(Image point grounding data)
________________________________________

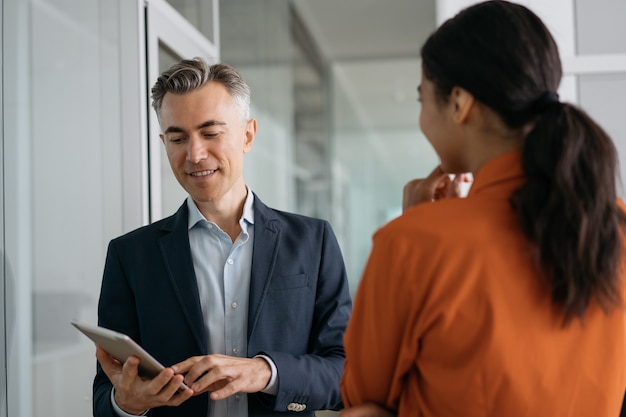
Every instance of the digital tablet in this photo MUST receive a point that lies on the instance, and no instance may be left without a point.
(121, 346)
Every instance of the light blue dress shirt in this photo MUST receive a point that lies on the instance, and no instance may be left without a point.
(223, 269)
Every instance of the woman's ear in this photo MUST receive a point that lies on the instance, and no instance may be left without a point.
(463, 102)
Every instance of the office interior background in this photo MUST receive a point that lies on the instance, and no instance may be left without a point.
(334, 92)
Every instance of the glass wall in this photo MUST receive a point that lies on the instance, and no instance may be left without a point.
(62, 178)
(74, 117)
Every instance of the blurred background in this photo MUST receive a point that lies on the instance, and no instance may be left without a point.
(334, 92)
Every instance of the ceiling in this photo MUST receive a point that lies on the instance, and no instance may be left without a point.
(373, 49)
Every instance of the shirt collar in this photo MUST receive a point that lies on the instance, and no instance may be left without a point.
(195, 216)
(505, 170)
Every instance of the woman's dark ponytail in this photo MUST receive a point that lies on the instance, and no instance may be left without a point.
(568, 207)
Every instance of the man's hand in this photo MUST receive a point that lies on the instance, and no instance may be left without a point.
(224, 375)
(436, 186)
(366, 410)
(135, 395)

________________________________________

Action item: Leave the pictures aside and give every entry above again word for word.

Exercise response:
Every instance of the digital tablet in this photo MUST receive a point that lies on the instance, and no instance may be left without a point.
(121, 346)
Every instance of the light blue dress shirt in this photo MUST receive a point that lies on the instance, and no instance may be left without a point.
(223, 269)
Every instance of the woman's ear in this photo MUST receive a point that lies on the instance, and no instance may be left without a point.
(463, 102)
Every instance of the office interior background in this photo MUST receive a point that lies on the instance, and no instance may be left without a point.
(334, 92)
Every instance of the glass wall in this photo MUST receive a point that lies on the instance, and no instance may be left without a point.
(62, 178)
(74, 117)
Every instance of the blurred background in this photo MUST receive a point that lies on the instance, and no instance may be left without a point.
(334, 92)
Every instance of the ceiling in this photo MUST receive a point that lies on the instance, and no instance may be left without a point.
(373, 49)
Every instance of the shirt collar in this photo MUST receive a point that lies on the instance, and no instance may be left without a point.
(195, 216)
(505, 170)
Every instance of the woman's dark ponytail in this photo MUST receive a point that lies on the instance, and no instance may be left without a point.
(568, 207)
Every instance of the man's hand in this photo MUST receive a point that lies on the instance, and no instance may be left without a point.
(224, 375)
(436, 186)
(366, 410)
(135, 395)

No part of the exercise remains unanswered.